■ **WHAT YOU SHOULD DO**:
Copy out every line exactly as given.

■ **RECORDS**:
════════════════

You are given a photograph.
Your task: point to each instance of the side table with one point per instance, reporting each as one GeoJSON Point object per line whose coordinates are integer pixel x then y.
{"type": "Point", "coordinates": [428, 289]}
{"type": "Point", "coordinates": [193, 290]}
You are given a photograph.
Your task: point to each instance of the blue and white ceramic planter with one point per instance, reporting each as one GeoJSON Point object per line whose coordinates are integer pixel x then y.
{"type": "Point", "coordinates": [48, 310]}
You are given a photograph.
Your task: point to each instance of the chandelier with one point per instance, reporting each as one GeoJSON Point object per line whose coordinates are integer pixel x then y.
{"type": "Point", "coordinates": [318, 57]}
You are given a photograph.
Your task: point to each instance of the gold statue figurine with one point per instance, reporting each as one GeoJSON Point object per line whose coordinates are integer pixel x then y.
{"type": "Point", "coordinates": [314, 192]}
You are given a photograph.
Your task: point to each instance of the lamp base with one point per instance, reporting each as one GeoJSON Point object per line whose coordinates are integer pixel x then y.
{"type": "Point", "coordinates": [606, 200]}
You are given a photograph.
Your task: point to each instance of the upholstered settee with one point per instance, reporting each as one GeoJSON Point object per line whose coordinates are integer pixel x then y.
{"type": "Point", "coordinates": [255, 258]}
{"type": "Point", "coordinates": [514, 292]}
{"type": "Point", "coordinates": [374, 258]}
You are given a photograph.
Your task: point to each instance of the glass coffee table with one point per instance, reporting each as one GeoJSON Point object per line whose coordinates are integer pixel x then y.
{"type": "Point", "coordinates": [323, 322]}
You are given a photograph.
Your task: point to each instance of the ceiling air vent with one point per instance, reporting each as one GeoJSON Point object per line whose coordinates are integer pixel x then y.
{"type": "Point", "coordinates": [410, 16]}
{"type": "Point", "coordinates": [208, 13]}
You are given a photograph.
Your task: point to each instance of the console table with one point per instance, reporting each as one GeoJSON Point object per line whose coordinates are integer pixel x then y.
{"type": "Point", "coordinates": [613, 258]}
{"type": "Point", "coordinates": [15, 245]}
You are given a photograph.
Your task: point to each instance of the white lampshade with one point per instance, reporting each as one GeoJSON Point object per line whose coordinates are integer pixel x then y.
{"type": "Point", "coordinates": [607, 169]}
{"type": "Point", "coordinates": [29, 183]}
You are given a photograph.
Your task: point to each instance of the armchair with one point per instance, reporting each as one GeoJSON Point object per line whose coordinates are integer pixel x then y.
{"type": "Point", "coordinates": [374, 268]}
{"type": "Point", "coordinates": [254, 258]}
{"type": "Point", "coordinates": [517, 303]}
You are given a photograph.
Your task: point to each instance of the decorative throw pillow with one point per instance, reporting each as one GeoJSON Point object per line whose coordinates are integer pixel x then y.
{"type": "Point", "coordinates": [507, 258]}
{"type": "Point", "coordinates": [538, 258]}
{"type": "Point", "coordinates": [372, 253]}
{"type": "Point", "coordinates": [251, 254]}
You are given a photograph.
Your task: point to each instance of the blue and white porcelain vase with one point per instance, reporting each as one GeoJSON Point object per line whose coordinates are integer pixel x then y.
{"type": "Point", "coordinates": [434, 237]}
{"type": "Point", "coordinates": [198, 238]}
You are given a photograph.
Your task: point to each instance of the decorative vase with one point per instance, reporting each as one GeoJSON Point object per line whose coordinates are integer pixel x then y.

════════════════

■ **RESPONSE TO THIS EXERCISE**:
You are given a photograph.
Your task: point to each instance of the side table with one point per instance, reporting each as one GeoJSON Point object per line whose coordinates are integer pixel x then y.
{"type": "Point", "coordinates": [428, 289]}
{"type": "Point", "coordinates": [193, 290]}
You are given a photograph.
Your task: point to each instance of the blue and white ceramic planter with one point per instance, reporting each as one GeoJSON Point object per line whose coordinates are integer pixel x then y.
{"type": "Point", "coordinates": [48, 310]}
You are given a photograph.
Your task: point to each instance of the chandelier with one point per instance, reporting each as one GeoJSON Point object per line whose coordinates are integer pixel x then y.
{"type": "Point", "coordinates": [318, 57]}
You are given a photograph.
Your task: point to each instance of the gold statue figurine with one point per instance, reporting each as one GeoJSON Point object per line whose coordinates are integer pixel x then y.
{"type": "Point", "coordinates": [314, 192]}
You are given a photograph.
Your task: point to each instance of the lamp base with one point per instance, reporting each as one GeoJSON Point object per line whose coordinates are integer pixel x then y.
{"type": "Point", "coordinates": [606, 200]}
You are given a photograph.
Your task: point to each instance of the upholstered settee with one point per instance, reporting each as one GeoJSON Point object per line whose coordinates are integer pixel x then y.
{"type": "Point", "coordinates": [255, 258]}
{"type": "Point", "coordinates": [514, 292]}
{"type": "Point", "coordinates": [374, 258]}
You are given a photograph.
Your task: point to each instance of the glass coffee table with one point per instance, reporting each as one GeoJSON Point object per line whose coordinates are integer pixel x then y.
{"type": "Point", "coordinates": [323, 322]}
You are given a photograph.
Your task: point to each instance of the ceiling air vent with one point per instance, reporting each as one GeoJSON Point object per line whose coordinates are integer pixel x then y.
{"type": "Point", "coordinates": [410, 16]}
{"type": "Point", "coordinates": [208, 13]}
You are given a photograph.
Your task: point to each instance of the console table with one point per instance, reporting each as one GeoJSON Point object per line whose coordinates are integer pixel x then y.
{"type": "Point", "coordinates": [613, 258]}
{"type": "Point", "coordinates": [15, 245]}
You are given a photograph.
Your task: point to each instance of the white lampshade with one point per instance, reporting each as one GeoJSON Point object per line whose coordinates are integer pixel x then y.
{"type": "Point", "coordinates": [607, 169]}
{"type": "Point", "coordinates": [29, 183]}
You are given a photograph.
Your task: point to each instance of the armchair with one point per instance, reporting each as one GeoJSON Point object per line whose coordinates are integer pixel x then y.
{"type": "Point", "coordinates": [374, 268]}
{"type": "Point", "coordinates": [254, 258]}
{"type": "Point", "coordinates": [517, 303]}
You are given a photograph.
Your task: point to each instance of the decorative throw pillow with one point per instance, reporting each as one GeoJSON Point object per line whose coordinates are integer pixel x then y.
{"type": "Point", "coordinates": [507, 258]}
{"type": "Point", "coordinates": [538, 258]}
{"type": "Point", "coordinates": [372, 253]}
{"type": "Point", "coordinates": [251, 254]}
You are given a photograph.
Your task: point to each instance of the blue and white porcelain vase with one point per instance, reporting each as one GeoJSON Point object per line whose coordinates are integer pixel x then y.
{"type": "Point", "coordinates": [434, 237]}
{"type": "Point", "coordinates": [198, 238]}
You are given a photograph.
Your task: point to each instance of the decorative vase with one point per instance, reporting each as one GeoJSON Point object per line whose coordinates are integer pixel x then y.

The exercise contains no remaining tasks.